Segment Start: Given records
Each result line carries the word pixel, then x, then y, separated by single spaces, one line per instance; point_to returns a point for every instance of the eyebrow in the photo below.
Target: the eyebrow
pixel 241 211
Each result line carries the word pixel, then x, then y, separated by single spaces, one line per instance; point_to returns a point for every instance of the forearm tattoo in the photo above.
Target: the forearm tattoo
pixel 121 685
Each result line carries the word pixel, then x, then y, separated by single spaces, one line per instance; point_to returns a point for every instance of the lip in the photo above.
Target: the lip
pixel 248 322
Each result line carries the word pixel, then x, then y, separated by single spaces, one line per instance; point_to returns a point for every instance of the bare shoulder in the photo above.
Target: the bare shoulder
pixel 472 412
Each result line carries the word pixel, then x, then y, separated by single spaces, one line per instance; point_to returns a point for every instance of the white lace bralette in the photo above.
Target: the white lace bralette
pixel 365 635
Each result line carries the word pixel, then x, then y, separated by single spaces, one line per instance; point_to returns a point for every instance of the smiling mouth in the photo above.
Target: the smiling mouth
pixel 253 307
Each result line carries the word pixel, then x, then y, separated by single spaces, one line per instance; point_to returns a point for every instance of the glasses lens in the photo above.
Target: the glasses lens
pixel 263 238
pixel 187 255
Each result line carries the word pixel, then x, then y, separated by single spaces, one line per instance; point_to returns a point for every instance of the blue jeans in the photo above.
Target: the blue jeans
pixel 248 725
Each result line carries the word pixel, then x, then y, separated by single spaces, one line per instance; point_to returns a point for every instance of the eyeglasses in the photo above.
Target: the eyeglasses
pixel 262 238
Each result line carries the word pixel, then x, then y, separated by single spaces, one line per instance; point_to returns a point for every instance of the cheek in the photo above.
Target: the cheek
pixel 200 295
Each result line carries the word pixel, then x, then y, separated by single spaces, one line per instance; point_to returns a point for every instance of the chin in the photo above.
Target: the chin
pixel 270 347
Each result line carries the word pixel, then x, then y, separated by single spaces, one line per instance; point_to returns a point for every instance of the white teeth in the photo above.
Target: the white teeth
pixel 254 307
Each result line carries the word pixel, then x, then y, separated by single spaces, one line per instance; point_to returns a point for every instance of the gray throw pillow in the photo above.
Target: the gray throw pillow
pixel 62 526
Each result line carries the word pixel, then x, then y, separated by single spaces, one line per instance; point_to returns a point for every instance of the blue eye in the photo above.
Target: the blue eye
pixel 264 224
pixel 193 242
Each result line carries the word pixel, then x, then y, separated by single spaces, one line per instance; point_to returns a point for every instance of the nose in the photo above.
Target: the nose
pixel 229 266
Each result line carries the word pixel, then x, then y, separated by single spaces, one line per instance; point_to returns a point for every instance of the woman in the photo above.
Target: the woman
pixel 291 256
Segment End: Given records
Requirement |
Take the line that contains "cheek in the photo above." and each line after it through the end of the records, and repeat them all exactly. Nothing else.

Exercise solution |
Each result line carries the word pixel, then x, then y, separated by single spaces, one line per instance; point_to returns a point for every instance of the cheek in the photo above.
Target: the cheek
pixel 200 295
Each result line carries the word pixel, then x, then y, separated by single spaces, one line per instance; point_to returns a point for every instance of the chin in the photo above.
Target: the chin
pixel 270 347
Each result line carries the word pixel, then x, then y, separated by single spaces, one line per instance; point_to returns a point for every instance of the white teeth in the photo above.
Target: the white teeth
pixel 254 307
Each result line carries the word pixel, then x, then y, separated by single spaces, one line per instance; point_to returns a point for every instance of the gray throw pillow in the photo above.
Target: the gray throw pillow
pixel 62 526
Each result line carries the word pixel, then x, then y, separated by single spaces, one line per instance; point_to returns a point for every instance of the blue eye in the photo above.
Target: the blue eye
pixel 264 224
pixel 193 242
Each result line carries the word pixel, then x, then y, separated by single spaces, one line per instance; point_to returns a point for every instance of the nose in the photo above.
Target: the nose
pixel 229 266
Each result line carries the word pixel, then x, then y, separated by single spaces, one line per instance; point_to returns a point for every instance of the woman in the photo above.
Target: the woman
pixel 291 256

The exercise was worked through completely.